### [Short task]
Reproduce every line of the listing below, requests included, scaling each coordinate in the answers by 2.2 and rounding to the nearest whole number, with halves rounded up. Leave the numbers in the requests and their sample lines unchanged.

(Excerpts from a dataset on pointing at objects)
--- Start ---
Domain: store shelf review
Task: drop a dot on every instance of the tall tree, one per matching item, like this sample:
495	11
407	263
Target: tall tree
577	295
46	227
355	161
--- End ---
### [Task output]
Domain: store shelf review
Task: drop a dot on every instance of the tall tree, one per matching item, like this sample:
495	11
407	263
Target: tall tree
1269	649
101	499
781	354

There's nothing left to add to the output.